■ **TEXT FOR ANALYSIS**:
This page uses two terms for what your gateway does with each header and body field:

* **Forward unchanged**: pass it to the upstream byte-for-byte
* **Consume**: the gateway may read it for routing, attribution, or tracing and need not forward it

Anything not marked forward unchanged is yours to consume or ignore.

## API formats

A gateway must expose at least one of the following API formats to Claude Code clients. Which format Claude Code speaks is determined by the client's configuration: the variable in the Selected by column of the table below points Claude Code at your gateway in that format.

| Format              | Selected by                                                   | Endpoints                                                                | Forward unchanged                                                                                        |
| :------------------ | :------------------------------------------------------------ | :----------------------------------------------------------------------- | :------------------------------------------------------------------------------------------------------- |
| Anthropic Messages  | `ANTHROPIC_BASE_URL`                                          | `/v1/messages`, `/v1/messages/count_tokens` (optional)                   | `anthropic-beta` and `anthropic-version` request headers                                                 |
| Bedrock InvokeModel | `ANTHROPIC_BEDROCK_BASE_URL` with `CLAUDE_CODE_USE_BEDROCK=1` | `/model/{model}/invoke`, `/model/{model}/invoke-with-response-stream`    | `anthropic_beta` and `anthropic_version` request body fields                                             |
| Vertex rawPredict   | `ANTHROPIC_VERTEX_BASE_URL` with `CLAUDE_CODE_USE_VERTEX=1`   | `:rawPredict`, `:streamRawPredict`, `count-tokens:rawPredict` (optional) | `anthropic-beta` and `anthropic-version` request headers, and the `anthropic_version` request body field |

### Foundry and Claude Platform on AWS

Microsoft Foundry and the [Claude Platform on AWS](/en/claude-platform-on-aws) implement the Anthropic Messages format. Claude Code routes to them through their own variables, `ANTHROPIC_FOUNDRY_BASE_URL` and `ANTHROPIC_AWS_BASE_URL`, but a gateway fronting either implements the Anthropic Messages row above. A gateway fronting the Claude Platform on AWS must also forward the `anthropic-workspace-id` header, which [that platform requires on every request](/en/claude-platform-on-aws).

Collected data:

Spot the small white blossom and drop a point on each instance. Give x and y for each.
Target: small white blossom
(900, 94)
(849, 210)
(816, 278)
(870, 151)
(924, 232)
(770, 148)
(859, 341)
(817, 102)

■ **WHAT IS EXPECTED**:
Turn the paragraph in the gateway documentation that begins "Microsoft Foundry and the" into a bulleted list that keeps its main facts.

■ **WRITTEN ANSWER**:
- Microsoft Foundry and the Claude Platform on AWS implement the Anthropic Messages format.
- Claude Code routes to them through their own variables: `ANTHROPIC_FOUNDRY_BASE_URL` and `ANTHROPIC_AWS_BASE_URL`.
- A gateway fronting either one still implements the Anthropic Messages row of the table.
- A gateway fronting the Claude Platform on AWS must also forward the `anthropic-workspace-id` header, which that platform requires on every request.